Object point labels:
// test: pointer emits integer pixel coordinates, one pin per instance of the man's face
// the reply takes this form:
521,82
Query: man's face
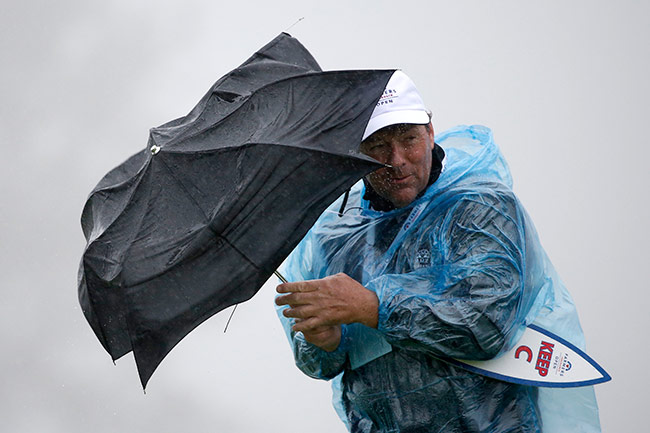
407,149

### EXERCISE DETAILS
Present every line of the records above as a Markdown table with the columns "No." and "Line," numbering each row and leaving out blank lines. Leave the pictures out of the answer.

### REPLY TO THE TASK
| No. | Line |
|---|---|
| 1 | // test: pointer emits integer pixel coordinates, one pin per instance of the man's face |
| 2 | // the reply takes this form: |
| 3 | 521,82 |
| 4 | Query: man's face |
| 5 | 407,149 |